Records shown ▸
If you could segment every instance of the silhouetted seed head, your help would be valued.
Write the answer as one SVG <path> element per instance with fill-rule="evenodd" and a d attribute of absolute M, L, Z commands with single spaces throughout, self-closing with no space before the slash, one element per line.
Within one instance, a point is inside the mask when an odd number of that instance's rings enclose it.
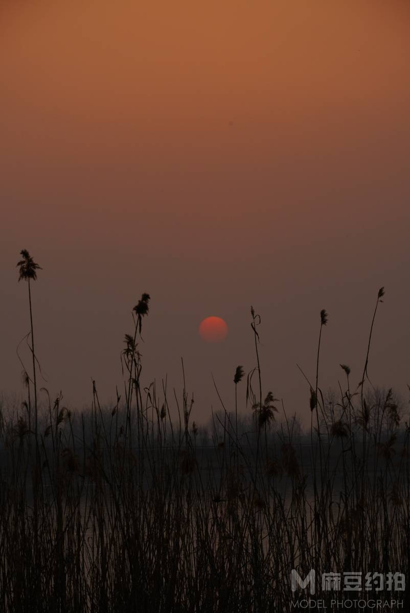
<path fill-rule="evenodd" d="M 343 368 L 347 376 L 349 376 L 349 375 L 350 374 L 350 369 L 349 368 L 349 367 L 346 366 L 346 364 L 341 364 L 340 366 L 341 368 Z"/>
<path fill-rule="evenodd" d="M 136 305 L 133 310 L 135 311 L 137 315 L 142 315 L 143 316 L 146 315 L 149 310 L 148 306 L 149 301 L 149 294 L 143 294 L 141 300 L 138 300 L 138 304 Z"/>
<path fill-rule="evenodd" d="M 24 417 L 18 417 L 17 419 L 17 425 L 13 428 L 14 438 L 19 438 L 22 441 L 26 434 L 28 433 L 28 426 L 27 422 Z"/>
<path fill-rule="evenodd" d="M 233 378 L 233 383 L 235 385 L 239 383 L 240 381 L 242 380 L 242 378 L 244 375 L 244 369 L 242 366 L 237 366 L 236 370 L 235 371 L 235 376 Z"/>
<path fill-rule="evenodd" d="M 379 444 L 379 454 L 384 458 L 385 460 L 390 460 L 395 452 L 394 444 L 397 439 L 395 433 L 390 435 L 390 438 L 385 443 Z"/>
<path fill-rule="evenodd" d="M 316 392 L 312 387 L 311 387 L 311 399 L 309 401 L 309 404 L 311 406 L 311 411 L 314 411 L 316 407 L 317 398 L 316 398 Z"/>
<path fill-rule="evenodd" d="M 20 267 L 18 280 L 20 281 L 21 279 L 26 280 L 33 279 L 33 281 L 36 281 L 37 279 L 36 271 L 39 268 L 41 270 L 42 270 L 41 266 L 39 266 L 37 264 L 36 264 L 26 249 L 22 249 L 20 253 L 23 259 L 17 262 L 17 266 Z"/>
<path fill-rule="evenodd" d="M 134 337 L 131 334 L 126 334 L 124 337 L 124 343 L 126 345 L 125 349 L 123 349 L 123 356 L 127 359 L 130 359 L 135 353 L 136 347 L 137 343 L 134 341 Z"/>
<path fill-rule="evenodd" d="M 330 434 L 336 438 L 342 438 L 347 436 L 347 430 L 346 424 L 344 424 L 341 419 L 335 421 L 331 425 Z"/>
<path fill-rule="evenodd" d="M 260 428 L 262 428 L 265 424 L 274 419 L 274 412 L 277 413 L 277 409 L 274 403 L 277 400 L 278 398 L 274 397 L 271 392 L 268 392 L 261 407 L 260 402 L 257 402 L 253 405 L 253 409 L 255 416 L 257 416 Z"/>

---

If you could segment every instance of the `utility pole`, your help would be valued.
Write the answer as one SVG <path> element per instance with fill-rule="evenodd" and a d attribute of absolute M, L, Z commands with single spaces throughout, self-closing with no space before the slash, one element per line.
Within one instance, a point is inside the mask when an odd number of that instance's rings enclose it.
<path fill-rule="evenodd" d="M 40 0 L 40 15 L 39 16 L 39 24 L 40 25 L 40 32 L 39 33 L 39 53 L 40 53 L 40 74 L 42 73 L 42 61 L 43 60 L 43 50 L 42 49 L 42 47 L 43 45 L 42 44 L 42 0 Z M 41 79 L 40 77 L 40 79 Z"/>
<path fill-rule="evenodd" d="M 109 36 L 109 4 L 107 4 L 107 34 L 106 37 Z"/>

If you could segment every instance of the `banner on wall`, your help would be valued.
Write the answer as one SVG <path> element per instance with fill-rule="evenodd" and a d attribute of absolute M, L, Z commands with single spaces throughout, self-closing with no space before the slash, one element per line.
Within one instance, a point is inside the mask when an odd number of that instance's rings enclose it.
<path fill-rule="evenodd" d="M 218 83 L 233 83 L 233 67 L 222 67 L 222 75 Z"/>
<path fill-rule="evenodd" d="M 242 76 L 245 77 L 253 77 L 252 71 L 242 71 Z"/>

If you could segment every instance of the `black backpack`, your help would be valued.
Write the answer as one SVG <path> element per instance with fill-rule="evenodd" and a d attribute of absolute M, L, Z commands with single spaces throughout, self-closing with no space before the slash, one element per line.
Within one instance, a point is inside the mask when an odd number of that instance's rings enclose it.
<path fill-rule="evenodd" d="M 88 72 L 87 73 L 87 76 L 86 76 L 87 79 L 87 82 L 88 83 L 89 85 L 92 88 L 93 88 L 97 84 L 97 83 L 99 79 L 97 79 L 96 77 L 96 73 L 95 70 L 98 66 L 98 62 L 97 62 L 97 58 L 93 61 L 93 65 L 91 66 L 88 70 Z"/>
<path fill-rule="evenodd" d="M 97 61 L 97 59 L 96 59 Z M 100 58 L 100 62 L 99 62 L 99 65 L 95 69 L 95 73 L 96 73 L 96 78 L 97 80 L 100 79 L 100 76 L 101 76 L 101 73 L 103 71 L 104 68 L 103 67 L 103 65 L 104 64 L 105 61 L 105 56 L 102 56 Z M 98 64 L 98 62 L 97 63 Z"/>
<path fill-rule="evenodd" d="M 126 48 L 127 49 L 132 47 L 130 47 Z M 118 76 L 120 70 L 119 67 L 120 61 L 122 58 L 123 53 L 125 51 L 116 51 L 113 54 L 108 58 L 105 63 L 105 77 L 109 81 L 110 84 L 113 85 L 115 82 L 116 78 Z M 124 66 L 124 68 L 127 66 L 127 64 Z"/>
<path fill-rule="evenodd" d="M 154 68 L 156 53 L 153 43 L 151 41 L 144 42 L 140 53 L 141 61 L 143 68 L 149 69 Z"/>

Objective ▸ Rewrite the material starting at the line that contains "If you could segment every instance of the silhouetted" and ending at the line that contains "260 428 L 262" as a Markdown table with the columns Row and Line. Number each row, skip any blank lines, and leave the pictures out of the answer.

Solved exercise ▸
| Row | Line |
|---|---|
| 1 | If you could segment every instance of the silhouetted seed head, your help would be valued. |
| 2 | Write the answer as one SVG <path> element per instance with fill-rule="evenodd" and a d attribute of absolute M, L, Z commands with single spaces throughout, self-closing with no space before the slash, one element per line. |
| 3 | Within one instance, a point is inside the mask when an odd number of that instance's rings enclose it. |
| 4 | <path fill-rule="evenodd" d="M 343 368 L 347 376 L 349 376 L 349 375 L 350 374 L 350 369 L 349 368 L 349 367 L 346 366 L 346 364 L 341 364 L 340 366 L 341 368 Z"/> |
| 5 | <path fill-rule="evenodd" d="M 136 305 L 133 310 L 135 311 L 137 315 L 142 315 L 143 316 L 146 315 L 149 310 L 148 306 L 149 301 L 149 294 L 143 294 L 141 300 L 138 300 L 138 304 Z"/> |
| 6 | <path fill-rule="evenodd" d="M 24 417 L 18 417 L 17 419 L 17 425 L 13 428 L 14 438 L 19 438 L 22 441 L 26 434 L 28 433 L 28 426 L 27 422 Z"/> |
| 7 | <path fill-rule="evenodd" d="M 233 378 L 233 383 L 235 385 L 239 383 L 240 381 L 242 380 L 242 378 L 244 375 L 244 369 L 242 366 L 237 366 L 236 370 L 235 371 L 235 376 Z"/> |
| 8 | <path fill-rule="evenodd" d="M 379 444 L 379 454 L 384 458 L 385 460 L 390 460 L 395 452 L 394 444 L 397 439 L 395 433 L 390 435 L 390 438 L 385 443 Z"/> |
| 9 | <path fill-rule="evenodd" d="M 316 392 L 312 387 L 311 387 L 311 399 L 309 401 L 309 404 L 311 406 L 311 411 L 314 411 L 316 407 L 317 398 L 316 398 Z"/> |
| 10 | <path fill-rule="evenodd" d="M 20 267 L 18 280 L 20 281 L 21 279 L 26 280 L 33 279 L 33 281 L 36 281 L 37 279 L 36 271 L 39 268 L 41 270 L 42 270 L 41 266 L 39 266 L 37 264 L 36 264 L 26 249 L 22 249 L 20 253 L 23 259 L 17 262 L 17 266 Z"/> |
| 11 | <path fill-rule="evenodd" d="M 134 337 L 131 334 L 126 334 L 124 337 L 124 343 L 126 345 L 125 349 L 123 349 L 123 356 L 127 359 L 130 359 L 135 353 L 136 347 L 137 343 L 134 341 Z"/> |
| 12 | <path fill-rule="evenodd" d="M 330 434 L 336 438 L 342 438 L 347 436 L 347 430 L 346 424 L 344 424 L 341 419 L 335 421 L 331 425 Z"/> |
| 13 | <path fill-rule="evenodd" d="M 260 428 L 262 428 L 265 424 L 274 419 L 274 412 L 277 413 L 277 409 L 274 403 L 277 400 L 278 398 L 274 397 L 271 392 L 268 392 L 261 407 L 260 402 L 257 402 L 253 405 L 253 409 L 255 416 L 257 416 Z"/> |